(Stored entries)
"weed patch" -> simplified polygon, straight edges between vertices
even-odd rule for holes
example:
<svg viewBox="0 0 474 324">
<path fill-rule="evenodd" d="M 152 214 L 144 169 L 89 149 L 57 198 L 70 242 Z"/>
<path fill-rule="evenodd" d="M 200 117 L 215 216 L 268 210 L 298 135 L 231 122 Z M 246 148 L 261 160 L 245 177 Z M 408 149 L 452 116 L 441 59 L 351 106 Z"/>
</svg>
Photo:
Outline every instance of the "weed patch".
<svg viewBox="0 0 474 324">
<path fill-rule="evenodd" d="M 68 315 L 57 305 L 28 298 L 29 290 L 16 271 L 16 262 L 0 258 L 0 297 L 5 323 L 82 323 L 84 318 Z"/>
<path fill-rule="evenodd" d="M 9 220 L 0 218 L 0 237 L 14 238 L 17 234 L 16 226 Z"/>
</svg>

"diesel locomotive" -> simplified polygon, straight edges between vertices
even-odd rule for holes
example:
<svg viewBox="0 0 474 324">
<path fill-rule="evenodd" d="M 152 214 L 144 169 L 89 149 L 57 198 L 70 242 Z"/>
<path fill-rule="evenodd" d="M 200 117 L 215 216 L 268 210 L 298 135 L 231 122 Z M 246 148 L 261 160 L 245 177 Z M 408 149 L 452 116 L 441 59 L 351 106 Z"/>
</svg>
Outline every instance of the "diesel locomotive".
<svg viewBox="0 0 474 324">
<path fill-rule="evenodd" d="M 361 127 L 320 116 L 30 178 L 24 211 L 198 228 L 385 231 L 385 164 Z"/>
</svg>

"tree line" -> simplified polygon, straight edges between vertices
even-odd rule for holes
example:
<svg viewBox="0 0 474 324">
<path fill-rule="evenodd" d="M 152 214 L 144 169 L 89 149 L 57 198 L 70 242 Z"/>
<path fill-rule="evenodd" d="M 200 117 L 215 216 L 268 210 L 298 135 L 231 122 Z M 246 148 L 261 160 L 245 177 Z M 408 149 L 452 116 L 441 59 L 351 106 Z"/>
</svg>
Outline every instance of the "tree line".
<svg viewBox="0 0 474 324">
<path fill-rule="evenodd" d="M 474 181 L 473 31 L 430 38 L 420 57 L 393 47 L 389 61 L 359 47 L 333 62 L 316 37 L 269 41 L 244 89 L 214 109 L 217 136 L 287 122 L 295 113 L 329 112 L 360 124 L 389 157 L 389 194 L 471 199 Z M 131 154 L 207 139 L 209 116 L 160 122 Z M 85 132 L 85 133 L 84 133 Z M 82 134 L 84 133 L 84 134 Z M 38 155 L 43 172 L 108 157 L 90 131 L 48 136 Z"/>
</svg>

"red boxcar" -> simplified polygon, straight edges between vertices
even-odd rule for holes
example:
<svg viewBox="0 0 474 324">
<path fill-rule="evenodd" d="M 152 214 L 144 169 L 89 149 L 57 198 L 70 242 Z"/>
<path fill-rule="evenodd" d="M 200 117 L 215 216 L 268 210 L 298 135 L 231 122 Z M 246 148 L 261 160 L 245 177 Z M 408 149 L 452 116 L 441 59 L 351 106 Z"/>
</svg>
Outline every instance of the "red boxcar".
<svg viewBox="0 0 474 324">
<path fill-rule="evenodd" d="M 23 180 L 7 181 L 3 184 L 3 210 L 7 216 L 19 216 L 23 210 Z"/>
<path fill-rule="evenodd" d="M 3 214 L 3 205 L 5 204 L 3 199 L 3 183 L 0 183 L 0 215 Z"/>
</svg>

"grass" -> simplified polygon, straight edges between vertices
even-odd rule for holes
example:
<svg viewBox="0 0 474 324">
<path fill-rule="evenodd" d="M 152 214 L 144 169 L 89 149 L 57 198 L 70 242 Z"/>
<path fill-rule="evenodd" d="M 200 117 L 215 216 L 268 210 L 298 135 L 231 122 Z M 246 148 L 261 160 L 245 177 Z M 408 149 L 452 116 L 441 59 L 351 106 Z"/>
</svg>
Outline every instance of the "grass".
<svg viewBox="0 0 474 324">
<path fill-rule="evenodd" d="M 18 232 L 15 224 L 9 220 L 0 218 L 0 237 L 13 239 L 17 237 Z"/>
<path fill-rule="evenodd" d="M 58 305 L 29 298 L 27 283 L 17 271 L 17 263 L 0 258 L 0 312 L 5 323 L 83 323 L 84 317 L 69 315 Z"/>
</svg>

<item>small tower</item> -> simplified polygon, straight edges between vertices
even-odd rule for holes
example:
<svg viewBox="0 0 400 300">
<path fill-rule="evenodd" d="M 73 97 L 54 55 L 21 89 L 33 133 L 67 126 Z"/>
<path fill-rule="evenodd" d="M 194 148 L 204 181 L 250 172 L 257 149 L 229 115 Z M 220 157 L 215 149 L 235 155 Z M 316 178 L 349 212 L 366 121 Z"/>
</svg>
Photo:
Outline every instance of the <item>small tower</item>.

| Your goal |
All of the data above needs to be given again exactly.

| Completed task |
"weed patch" -> simplified polygon, straight edges between vertices
even-odd rule for holes
example:
<svg viewBox="0 0 474 324">
<path fill-rule="evenodd" d="M 152 214 L 144 169 L 89 149 L 57 198 L 70 242 Z"/>
<path fill-rule="evenodd" d="M 200 117 L 215 216 L 268 210 L 298 135 L 231 122 Z M 246 148 L 261 160 L 245 177 Z M 408 149 L 452 116 L 441 59 L 351 106 Z"/>
</svg>
Photo:
Outline every instance of the "weed patch".
<svg viewBox="0 0 474 324">
<path fill-rule="evenodd" d="M 68 315 L 57 305 L 28 298 L 29 290 L 16 271 L 16 262 L 0 258 L 0 297 L 5 323 L 82 323 L 84 318 Z"/>
<path fill-rule="evenodd" d="M 9 220 L 0 218 L 0 237 L 14 238 L 17 234 L 16 226 Z"/>
</svg>

"diesel locomotive" -> simplified polygon, straight edges between vertices
even-odd rule for holes
example:
<svg viewBox="0 0 474 324">
<path fill-rule="evenodd" d="M 152 214 L 144 169 L 89 149 L 57 198 L 70 242 Z"/>
<path fill-rule="evenodd" d="M 200 117 L 215 216 L 268 210 L 298 135 L 231 122 Z M 246 148 L 261 160 L 245 177 Z M 408 149 L 452 116 L 441 59 L 351 106 Z"/>
</svg>
Outline every instance of the "diesel locomotive".
<svg viewBox="0 0 474 324">
<path fill-rule="evenodd" d="M 361 127 L 320 116 L 30 178 L 24 211 L 198 228 L 385 231 L 385 164 Z"/>
</svg>

"tree line" -> simplified polygon, straight edges between vertices
even-odd rule for holes
example:
<svg viewBox="0 0 474 324">
<path fill-rule="evenodd" d="M 152 214 L 144 169 L 89 149 L 57 198 L 70 242 Z"/>
<path fill-rule="evenodd" d="M 200 117 L 215 216 L 268 210 L 298 135 L 231 122 Z M 246 148 L 261 160 L 245 177 Z M 408 149 L 452 116 L 441 59 L 351 106 Z"/>
</svg>
Outline every instance of the "tree line".
<svg viewBox="0 0 474 324">
<path fill-rule="evenodd" d="M 474 181 L 473 31 L 430 38 L 420 57 L 393 47 L 389 61 L 359 47 L 333 62 L 316 37 L 269 41 L 244 89 L 214 109 L 217 136 L 287 122 L 295 113 L 329 112 L 360 124 L 389 157 L 389 194 L 471 199 Z M 131 154 L 207 139 L 209 116 L 160 122 Z M 85 132 L 85 133 L 84 133 Z M 82 134 L 84 133 L 84 134 Z M 38 155 L 43 172 L 108 157 L 90 131 L 48 136 Z"/>
</svg>

"red boxcar" -> simplified polygon, straight edges between vertices
even-odd rule for holes
example:
<svg viewBox="0 0 474 324">
<path fill-rule="evenodd" d="M 152 214 L 144 169 L 89 149 L 57 198 L 70 242 Z"/>
<path fill-rule="evenodd" d="M 200 117 L 215 216 L 268 210 L 298 135 L 231 122 Z M 246 148 L 261 160 L 245 177 Z M 408 149 L 452 116 L 441 59 L 351 106 Z"/>
</svg>
Outline every instance of the "red boxcar".
<svg viewBox="0 0 474 324">
<path fill-rule="evenodd" d="M 23 180 L 7 181 L 3 184 L 3 210 L 7 216 L 19 216 L 23 210 Z"/>
<path fill-rule="evenodd" d="M 3 214 L 3 205 L 5 204 L 3 199 L 3 183 L 0 183 L 0 215 Z"/>
</svg>

"grass" -> simplified polygon, straight edges between vertices
even-odd rule for holes
example:
<svg viewBox="0 0 474 324">
<path fill-rule="evenodd" d="M 152 214 L 144 169 L 89 149 L 57 198 L 70 242 Z"/>
<path fill-rule="evenodd" d="M 200 117 L 215 216 L 268 210 L 298 135 L 231 122 Z M 246 148 L 261 160 L 245 177 Z M 408 149 L 452 116 L 441 59 L 351 106 Z"/>
</svg>
Outline every instance of the "grass".
<svg viewBox="0 0 474 324">
<path fill-rule="evenodd" d="M 18 232 L 15 224 L 9 220 L 0 218 L 0 237 L 13 239 L 17 237 Z"/>
<path fill-rule="evenodd" d="M 58 305 L 29 298 L 27 283 L 17 271 L 17 263 L 0 258 L 0 312 L 5 323 L 83 323 L 84 317 L 69 315 Z"/>
</svg>

<item>small tower</item> -> simplified polygon, straight edges between vertices
even-odd rule for holes
example:
<svg viewBox="0 0 400 300">
<path fill-rule="evenodd" d="M 73 97 L 54 55 L 21 89 L 33 133 L 67 126 Z"/>
<path fill-rule="evenodd" d="M 194 148 L 204 181 L 250 172 L 257 149 L 229 115 Z M 220 157 L 215 149 L 235 155 Z M 316 178 L 349 212 L 366 121 Z"/>
</svg>
Photo:
Outline every instance of the <item>small tower</item>.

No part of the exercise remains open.